--- What you are asked to do ---
Starting with the line containing "Accessibility service: describe the location of black necktie" and going on through the line containing "Accessibility service: describe the location of long", return the lines of the data below exactly, and only those.

--- Listed entries ---
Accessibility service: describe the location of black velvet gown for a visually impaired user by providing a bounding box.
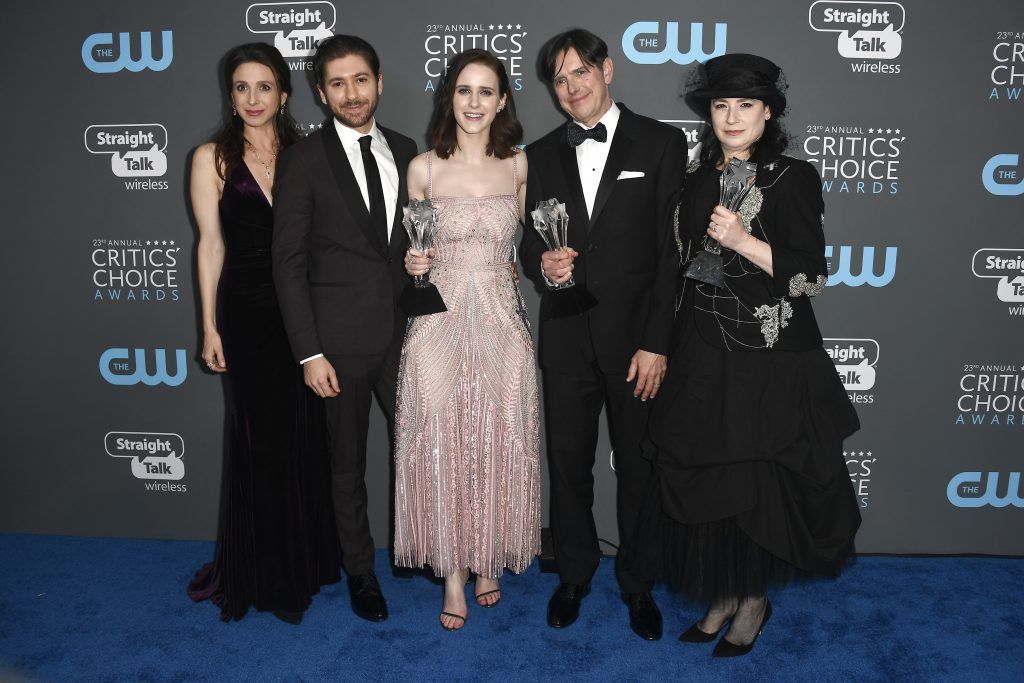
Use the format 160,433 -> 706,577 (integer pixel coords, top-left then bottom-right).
628,156 -> 861,600
188,161 -> 341,621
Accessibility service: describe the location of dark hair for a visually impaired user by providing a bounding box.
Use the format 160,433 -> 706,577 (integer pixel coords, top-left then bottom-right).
313,35 -> 380,88
697,106 -> 790,166
539,28 -> 608,83
211,43 -> 299,182
428,49 -> 523,160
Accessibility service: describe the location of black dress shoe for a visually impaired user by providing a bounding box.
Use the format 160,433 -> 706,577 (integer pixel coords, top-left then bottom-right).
622,592 -> 663,641
712,600 -> 772,657
546,583 -> 590,628
272,609 -> 304,626
679,620 -> 726,643
347,573 -> 388,622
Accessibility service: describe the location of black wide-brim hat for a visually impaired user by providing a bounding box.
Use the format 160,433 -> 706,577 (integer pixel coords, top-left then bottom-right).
686,53 -> 787,119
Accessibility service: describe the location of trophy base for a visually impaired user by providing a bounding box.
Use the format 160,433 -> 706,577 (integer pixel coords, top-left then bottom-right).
399,283 -> 447,316
683,251 -> 725,288
544,284 -> 598,319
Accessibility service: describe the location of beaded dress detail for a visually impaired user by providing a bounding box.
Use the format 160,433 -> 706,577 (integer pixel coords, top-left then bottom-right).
393,153 -> 541,578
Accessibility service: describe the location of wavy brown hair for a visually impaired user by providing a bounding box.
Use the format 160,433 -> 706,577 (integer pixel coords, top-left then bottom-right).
428,49 -> 522,160
211,43 -> 300,182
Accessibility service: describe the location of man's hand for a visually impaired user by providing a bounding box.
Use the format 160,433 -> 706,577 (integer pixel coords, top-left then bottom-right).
626,349 -> 668,401
304,356 -> 340,398
541,248 -> 577,285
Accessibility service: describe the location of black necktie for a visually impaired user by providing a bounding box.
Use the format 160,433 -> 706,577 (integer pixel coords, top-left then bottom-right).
566,121 -> 607,148
358,135 -> 388,250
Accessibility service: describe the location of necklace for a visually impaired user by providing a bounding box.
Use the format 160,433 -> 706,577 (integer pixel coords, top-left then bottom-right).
244,138 -> 277,179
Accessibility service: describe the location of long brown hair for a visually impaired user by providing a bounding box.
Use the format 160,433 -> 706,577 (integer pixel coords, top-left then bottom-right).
428,49 -> 522,160
211,43 -> 300,181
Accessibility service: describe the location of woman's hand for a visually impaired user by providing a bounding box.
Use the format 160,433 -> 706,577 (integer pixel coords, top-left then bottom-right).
405,247 -> 435,276
708,205 -> 751,252
202,331 -> 227,373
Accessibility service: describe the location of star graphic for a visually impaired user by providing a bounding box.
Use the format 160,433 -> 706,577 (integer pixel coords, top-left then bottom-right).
516,24 -> 522,29
868,128 -> 874,134
885,128 -> 892,134
146,240 -> 151,246
858,451 -> 865,457
497,24 -> 504,30
169,240 -> 175,246
489,24 -> 494,30
866,451 -> 872,457
894,129 -> 901,134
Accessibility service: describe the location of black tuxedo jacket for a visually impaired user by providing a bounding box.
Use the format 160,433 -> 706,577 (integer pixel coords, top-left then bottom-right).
272,120 -> 418,367
521,104 -> 687,374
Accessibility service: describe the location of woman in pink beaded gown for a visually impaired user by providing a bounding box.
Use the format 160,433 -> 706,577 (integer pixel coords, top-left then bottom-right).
395,49 -> 540,631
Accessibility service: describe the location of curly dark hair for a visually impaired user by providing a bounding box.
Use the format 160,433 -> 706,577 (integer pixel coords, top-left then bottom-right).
210,43 -> 300,182
428,49 -> 522,160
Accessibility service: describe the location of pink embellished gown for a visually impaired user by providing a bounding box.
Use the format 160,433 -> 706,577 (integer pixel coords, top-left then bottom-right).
393,153 -> 541,579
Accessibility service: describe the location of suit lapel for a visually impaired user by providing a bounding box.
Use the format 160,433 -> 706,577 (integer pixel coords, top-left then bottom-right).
589,106 -> 636,230
379,126 -> 410,257
320,118 -> 385,256
555,132 -> 589,233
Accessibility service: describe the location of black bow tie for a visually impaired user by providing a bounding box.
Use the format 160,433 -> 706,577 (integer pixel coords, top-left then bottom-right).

--- Response to the exercise ---
Accessibility service: describe the location of black necktie for a visually impaired user by providing a bounding box.
Use the format 160,433 -> 706,577 (integer pixel coords, top-left then bottom-right).
566,121 -> 607,148
358,135 -> 388,250
Accessibility service: describe the location of necklace for a visually impaired user by providing a bounding box.
Use the format 160,433 -> 706,577 (integer pixel coords, top-left then bottom-right).
244,138 -> 277,179
Accessibility service: describe the location of long brown hair for a visually impaired user by providing a bounding box.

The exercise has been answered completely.